Великую же княжну Анну Павловну, ставшую голландской королевой, будут сравнивать с греческой богиней, а красота другой русской великой княжны, Марии Николаевны, дочери императора Николая I, заставит влюбленного в нее принца Лейхтенбергского отказаться от родины и близких – только чтобы жениться на этой девушке. Государь поставит условие, чтобы молодые непременно жили в Санкт-Петербурге и воспитывали детей в православной вере. И принц согласится.
«Весь мир наслышан о власти русских женщин, – написал французский прозаик Фредерик Бегбедер, – женщины всех национальностей ненавидят их, потому что красота несправедлива, а против несправедливости следует бороться».
«В русских женщинах есть особое сочетание нежности, силы и грации, страсти и сдержанности, что делает их интересными и никогда – банальными. Они несут на себе отпечаток глубины сложной русской души, которую так трудно понять, и это придает им особое очарование», – добавил Джанфранко Ферре.
И возразить нечего!
Малыш непрерывно кричал, а у его матери глаза были сухими. Евфимия выплакалась раньше, когда тряслась в повозке на пути из Венгрии в Киев. Меньше года назад ее, тринадцатилетнюю девочку, отвезли в Буду, чтобы сделать женой короля Кальмана Книжника. А теперь она вернулась домой. Точнее, была с позором возвращена старым мужем под предлогом, что Евфимия нарушила брачные обеты.
В эту историю никто не верил до конца: дочь киевского князя воспитывали строго. Не могла умница Евфимия преобразиться за несколько месяцев! Да, Кальман был старше ее на двадцать пять лет и восторга у юной девушки не вызывал. Но, когда княжну привезли назад, на ее стороне выступили многие. Сама Евфимия горячо убеждала родных, что ничего дурного не совершала. И была верна мужу. Однако Кальман не желал видеть у себя русскую княжну и сразу заявил: ожидаемый ею ребенок – не от него. Борис родился уже на Руси.

[Необработанные записи]
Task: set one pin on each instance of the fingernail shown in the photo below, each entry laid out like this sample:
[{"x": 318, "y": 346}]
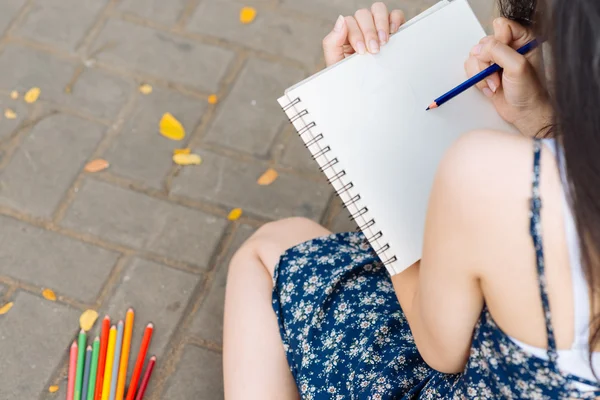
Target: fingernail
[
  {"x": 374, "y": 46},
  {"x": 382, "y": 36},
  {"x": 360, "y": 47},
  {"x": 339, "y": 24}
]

● Задание 1
Какое условие поставил государь принцу Лейхтенбергскому, согласно тексту о русских княжнах?
● Задание 2
Воспроизведите дословно фрагмент текста о русских княжнах: всё, начиная со слов «Великую же княжну» и вплоть до слов «И принц согласится.».
Эти записи взяты из другого источника.

● Результат 1
Молодые должны были непременно жить в Санкт-Петербурге и воспитывать детей в православной вере.

● Результат 2
Великую же княжну Анну Павловну, ставшую голландской королевой, будут сравнивать с греческой богиней, а красота другой русской великой княжны, Марии Николаевны, дочери императора Николая I, заставит влюбленного в нее принца Лейхтенбергского отказаться от родины и близких – только чтобы жениться на этой девушке. Государь поставит условие, чтобы молодые непременно жили в Санкт-Петербурге и воспитывали детей в православной вере. И принц согласится.